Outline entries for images
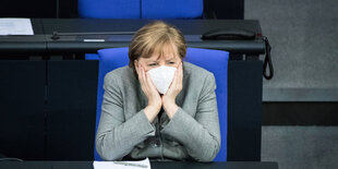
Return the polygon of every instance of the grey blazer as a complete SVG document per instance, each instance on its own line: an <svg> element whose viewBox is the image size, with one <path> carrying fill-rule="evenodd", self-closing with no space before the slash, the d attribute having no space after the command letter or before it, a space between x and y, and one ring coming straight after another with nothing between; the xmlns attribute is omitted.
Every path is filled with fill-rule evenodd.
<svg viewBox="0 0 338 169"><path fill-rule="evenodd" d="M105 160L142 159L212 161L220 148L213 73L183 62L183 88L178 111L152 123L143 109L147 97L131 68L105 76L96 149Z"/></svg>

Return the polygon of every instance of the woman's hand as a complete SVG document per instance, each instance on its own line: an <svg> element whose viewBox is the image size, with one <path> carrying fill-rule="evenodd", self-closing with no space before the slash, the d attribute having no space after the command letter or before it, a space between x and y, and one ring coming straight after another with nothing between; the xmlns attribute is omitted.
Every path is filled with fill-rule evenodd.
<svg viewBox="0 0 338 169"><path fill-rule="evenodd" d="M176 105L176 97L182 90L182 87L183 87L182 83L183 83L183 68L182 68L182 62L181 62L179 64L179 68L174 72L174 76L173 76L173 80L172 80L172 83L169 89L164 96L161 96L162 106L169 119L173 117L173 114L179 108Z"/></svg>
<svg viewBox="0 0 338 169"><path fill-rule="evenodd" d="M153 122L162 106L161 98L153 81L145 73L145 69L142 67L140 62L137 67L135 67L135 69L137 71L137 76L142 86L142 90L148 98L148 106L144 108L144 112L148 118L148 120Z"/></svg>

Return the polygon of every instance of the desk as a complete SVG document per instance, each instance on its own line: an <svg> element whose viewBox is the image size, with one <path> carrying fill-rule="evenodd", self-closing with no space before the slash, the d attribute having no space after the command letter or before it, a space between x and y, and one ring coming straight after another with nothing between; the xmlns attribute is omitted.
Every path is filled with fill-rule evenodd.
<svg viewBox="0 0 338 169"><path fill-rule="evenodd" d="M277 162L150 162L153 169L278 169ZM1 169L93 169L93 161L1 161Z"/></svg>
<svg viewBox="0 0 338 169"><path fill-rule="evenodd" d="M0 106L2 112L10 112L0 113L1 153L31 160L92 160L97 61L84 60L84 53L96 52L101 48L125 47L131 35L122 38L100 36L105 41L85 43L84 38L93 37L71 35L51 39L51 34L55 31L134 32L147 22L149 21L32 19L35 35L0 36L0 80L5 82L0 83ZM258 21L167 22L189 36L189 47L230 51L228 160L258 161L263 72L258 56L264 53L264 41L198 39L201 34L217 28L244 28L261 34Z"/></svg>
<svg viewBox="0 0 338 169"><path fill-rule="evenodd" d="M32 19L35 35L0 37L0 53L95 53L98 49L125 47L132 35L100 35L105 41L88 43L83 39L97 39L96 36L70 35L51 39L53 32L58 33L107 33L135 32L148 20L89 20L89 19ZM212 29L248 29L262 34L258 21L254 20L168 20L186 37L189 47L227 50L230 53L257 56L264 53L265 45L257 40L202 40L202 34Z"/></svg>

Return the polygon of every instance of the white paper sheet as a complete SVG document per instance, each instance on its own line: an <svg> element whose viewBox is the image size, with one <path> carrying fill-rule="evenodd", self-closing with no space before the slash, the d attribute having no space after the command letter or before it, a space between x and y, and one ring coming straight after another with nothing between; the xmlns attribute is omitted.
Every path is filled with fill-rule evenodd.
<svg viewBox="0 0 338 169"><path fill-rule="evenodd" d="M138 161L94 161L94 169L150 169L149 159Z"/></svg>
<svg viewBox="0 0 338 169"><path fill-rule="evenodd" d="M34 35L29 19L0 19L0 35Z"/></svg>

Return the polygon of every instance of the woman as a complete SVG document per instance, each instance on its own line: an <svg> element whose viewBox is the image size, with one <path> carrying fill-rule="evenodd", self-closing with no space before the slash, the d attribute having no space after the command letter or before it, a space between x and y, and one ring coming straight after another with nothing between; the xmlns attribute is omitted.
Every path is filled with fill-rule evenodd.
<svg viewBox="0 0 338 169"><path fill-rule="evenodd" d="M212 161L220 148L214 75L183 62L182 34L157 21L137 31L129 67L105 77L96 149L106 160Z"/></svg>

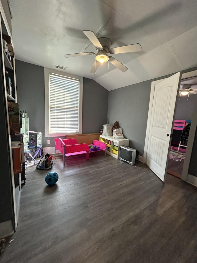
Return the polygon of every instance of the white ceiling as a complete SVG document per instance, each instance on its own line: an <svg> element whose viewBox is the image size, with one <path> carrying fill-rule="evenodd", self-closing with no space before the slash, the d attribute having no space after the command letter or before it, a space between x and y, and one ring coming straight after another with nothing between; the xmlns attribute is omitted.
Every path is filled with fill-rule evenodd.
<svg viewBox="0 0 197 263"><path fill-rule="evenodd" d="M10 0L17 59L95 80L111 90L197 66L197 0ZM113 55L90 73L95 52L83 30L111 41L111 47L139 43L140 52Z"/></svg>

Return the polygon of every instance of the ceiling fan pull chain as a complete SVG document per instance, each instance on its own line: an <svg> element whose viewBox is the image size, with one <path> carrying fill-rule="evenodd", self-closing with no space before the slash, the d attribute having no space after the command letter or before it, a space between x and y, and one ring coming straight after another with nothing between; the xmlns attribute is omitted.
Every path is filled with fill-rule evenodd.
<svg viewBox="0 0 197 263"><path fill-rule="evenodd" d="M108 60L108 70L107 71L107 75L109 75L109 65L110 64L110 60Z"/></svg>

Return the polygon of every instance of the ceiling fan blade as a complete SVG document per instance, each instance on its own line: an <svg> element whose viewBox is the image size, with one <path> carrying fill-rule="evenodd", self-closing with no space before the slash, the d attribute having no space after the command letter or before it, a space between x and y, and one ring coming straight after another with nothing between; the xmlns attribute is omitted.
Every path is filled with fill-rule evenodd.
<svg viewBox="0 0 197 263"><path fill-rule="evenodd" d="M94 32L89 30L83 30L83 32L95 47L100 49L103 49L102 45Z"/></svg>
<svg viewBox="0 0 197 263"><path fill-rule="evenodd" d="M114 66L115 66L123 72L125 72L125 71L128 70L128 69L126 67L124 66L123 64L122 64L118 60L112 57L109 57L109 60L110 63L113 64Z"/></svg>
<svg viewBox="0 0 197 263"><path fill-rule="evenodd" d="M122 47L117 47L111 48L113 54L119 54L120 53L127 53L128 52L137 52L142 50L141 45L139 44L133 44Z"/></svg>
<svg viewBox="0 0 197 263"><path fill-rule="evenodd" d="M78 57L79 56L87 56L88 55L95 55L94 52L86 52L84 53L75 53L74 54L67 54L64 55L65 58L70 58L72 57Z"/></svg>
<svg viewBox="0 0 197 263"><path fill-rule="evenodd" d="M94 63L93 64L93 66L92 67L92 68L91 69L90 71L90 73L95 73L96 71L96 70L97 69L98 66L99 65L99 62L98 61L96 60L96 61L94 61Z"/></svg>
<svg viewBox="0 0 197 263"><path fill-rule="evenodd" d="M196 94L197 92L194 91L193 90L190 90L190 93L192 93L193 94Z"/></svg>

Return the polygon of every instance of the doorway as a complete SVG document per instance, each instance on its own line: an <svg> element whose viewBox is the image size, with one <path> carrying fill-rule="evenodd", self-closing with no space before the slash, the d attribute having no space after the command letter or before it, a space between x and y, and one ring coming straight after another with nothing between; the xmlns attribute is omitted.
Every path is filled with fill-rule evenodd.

Given problem: Reproduce all of the rows above, swapping every occurrence of "polygon" for "outline" and keeping everything else unchanged. Omit the pictures.

Exercise result:
Return the outline of every instance of the grey blazer as a complete SVG document per instance, each instance on its own line: an <svg> element whose viewBox is the image size, with one <path> carrying fill-rule="evenodd", self-closing with no space before the slash, the d attribute having no space after the command letter or before it, a space between x and y, and one ring coming straight after another with nothing between; the xmlns attribute is omitted.
Every path is filled with fill-rule evenodd.
<svg viewBox="0 0 338 169"><path fill-rule="evenodd" d="M105 160L142 159L212 161L220 148L213 73L183 62L183 88L178 111L152 123L143 109L147 97L131 68L105 76L96 149Z"/></svg>

Return the outline of every instance of the woman's hand as a complete SVG document per instance, each instance on its own line: an <svg> element whose viewBox is the image size, with one <path> carrying fill-rule="evenodd", self-closing with no space before the slash, the d attribute having no space after the command letter or before it, a space between x and y, and one ring coming straight after another with nothing between; the xmlns attribute is omitted.
Every path is filled with fill-rule evenodd.
<svg viewBox="0 0 338 169"><path fill-rule="evenodd" d="M176 105L176 97L182 90L182 87L183 87L182 83L183 83L183 68L182 68L182 62L181 62L179 64L179 68L174 72L174 76L173 76L173 80L172 80L172 83L169 89L164 96L161 96L162 106L169 119L173 117L173 114L179 108Z"/></svg>
<svg viewBox="0 0 338 169"><path fill-rule="evenodd" d="M153 122L162 106L161 98L153 81L145 73L145 69L142 67L140 62L137 67L135 67L135 69L137 71L137 76L142 86L142 90L148 98L148 106L144 108L144 112L148 118L148 120Z"/></svg>

Return the outline of every instance of the desk as a complete SVG document per instance, each instance on its own line: an <svg> element whose viewBox is the image size, with one <path> carrying fill-rule="evenodd", self-closing with no space before the slash, the d attribute having no space after the command letter or before it, a space between x and y, and one ring coming straight after another with nothing between; the xmlns attribute is omitted.
Every path is filled with fill-rule evenodd.
<svg viewBox="0 0 338 169"><path fill-rule="evenodd" d="M277 162L150 162L153 169L278 169ZM1 169L93 169L93 161L1 161Z"/></svg>
<svg viewBox="0 0 338 169"><path fill-rule="evenodd" d="M0 106L2 112L10 112L0 113L1 153L31 160L92 160L97 61L84 60L84 53L96 52L101 48L125 47L131 35L122 38L100 36L105 41L85 43L84 38L93 37L71 35L51 39L51 34L55 31L134 32L147 22L149 21L32 19L35 35L0 36L0 80L5 82L0 83ZM258 21L167 22L189 36L189 47L230 51L228 160L258 161L263 72L258 56L264 53L264 41L198 39L201 34L217 28L244 28L261 34Z"/></svg>
<svg viewBox="0 0 338 169"><path fill-rule="evenodd" d="M32 19L35 35L0 37L0 53L95 53L98 49L125 47L132 35L100 35L105 41L88 43L83 39L97 39L96 36L70 35L51 39L53 32L58 33L107 33L135 32L148 20L89 20L89 19ZM212 29L248 29L262 34L258 21L254 20L168 20L186 37L189 47L227 50L230 53L257 56L264 53L265 45L257 40L202 40L202 34Z"/></svg>

Return the outline of every instance of the white paper sheet as a complete SVG document per instance, each instance on its own line: an <svg> element whose viewBox is the image size, with one <path> carrying fill-rule="evenodd", self-closing with no space before the slash, the d attribute having no space after the command letter or before it, a space between x and y, and one ring coming straight after another with nothing between; the xmlns attribute is omitted.
Every path is filled with fill-rule evenodd.
<svg viewBox="0 0 338 169"><path fill-rule="evenodd" d="M138 161L94 161L94 169L150 169L149 159Z"/></svg>
<svg viewBox="0 0 338 169"><path fill-rule="evenodd" d="M34 35L29 19L0 19L0 35Z"/></svg>

Return the outline of every instance of the woman as a complete SVG document per instance, each instance on its own line: an <svg> element whose viewBox is the image size, with one <path> carrying fill-rule="evenodd", self-closing with no space before the slash, the d attribute having no space after the command letter or before it, a space between x and y, and one ring coming straight after another with nothing between; the xmlns attribute is omitted.
Every path is filled with fill-rule evenodd.
<svg viewBox="0 0 338 169"><path fill-rule="evenodd" d="M212 161L220 148L214 75L183 62L182 34L157 21L137 31L129 67L105 77L96 149L106 160Z"/></svg>

Return the outline of every instance of the white ceiling as a complete SVG document per instance, each instance on its own line: an <svg> element whose viewBox is the image size, with one <path> carrying fill-rule="evenodd", self-closing with no space before the slash, the d attribute having no space after the command letter or before it, a space between x and y, and one ring coming straight after another with nothing between; the xmlns attribute is omitted.
Every path is filled with fill-rule evenodd.
<svg viewBox="0 0 197 263"><path fill-rule="evenodd" d="M10 0L17 59L95 80L111 90L197 66L197 0ZM113 55L90 73L95 52L83 30L111 41L111 47L139 43L140 52Z"/></svg>

Return the outline of every instance of the ceiling fan pull chain as a complete SVG document per instance, each instance on its own line: an <svg> element whose viewBox is the image size, with one <path> carrying fill-rule="evenodd", self-closing with no space before the slash, the d attribute having no space after the command letter or before it, a space between x and y, and one ring coming straight after another with nothing between; the xmlns attribute is omitted.
Every path is filled with fill-rule evenodd.
<svg viewBox="0 0 197 263"><path fill-rule="evenodd" d="M108 60L108 70L107 71L107 75L109 75L109 65L110 64L110 60Z"/></svg>

Return the outline of every instance of the ceiling fan blade as a complete SVG document per instance, each instance on its own line: an <svg> element whose viewBox is the image size, with one <path> carrying fill-rule="evenodd", self-closing with no space before the slash, the d attribute having no space after the command letter or before it, a space between x and y, and one ring coming straight after another with nothing between; the xmlns attribute is omitted.
Every path is filled with fill-rule evenodd.
<svg viewBox="0 0 197 263"><path fill-rule="evenodd" d="M94 32L89 30L83 30L83 32L95 47L100 49L103 49L102 45Z"/></svg>
<svg viewBox="0 0 197 263"><path fill-rule="evenodd" d="M114 66L115 66L123 72L125 72L125 71L128 70L128 69L126 67L124 66L123 64L122 64L118 60L112 57L109 57L109 60L110 63L113 64Z"/></svg>
<svg viewBox="0 0 197 263"><path fill-rule="evenodd" d="M122 47L117 47L111 48L113 54L119 54L120 53L127 53L128 52L137 52L142 50L141 45L139 44L133 44Z"/></svg>
<svg viewBox="0 0 197 263"><path fill-rule="evenodd" d="M78 57L79 56L87 56L88 55L95 55L94 52L86 52L84 53L75 53L74 54L67 54L64 55L65 58L70 58L72 57Z"/></svg>
<svg viewBox="0 0 197 263"><path fill-rule="evenodd" d="M94 63L93 64L93 66L92 67L92 68L91 69L90 71L90 73L95 73L96 71L96 70L97 69L98 66L99 65L99 62L98 61L96 60L96 61L94 61Z"/></svg>
<svg viewBox="0 0 197 263"><path fill-rule="evenodd" d="M196 94L197 92L194 91L193 90L190 90L190 93L192 93L193 94Z"/></svg>

Return the outline of every instance of the doorway as a complete SVG document per instance, each instance on its own line: an <svg> element whose viewBox is the image size, with one <path> carrying fill-rule="evenodd", self-closing with no space before the slash, the d attribute having no space after the command letter or before it, a space between x and y, and one ring coming straight after another with nothing between; the xmlns attribute is omitted.
Every path is filled with fill-rule evenodd.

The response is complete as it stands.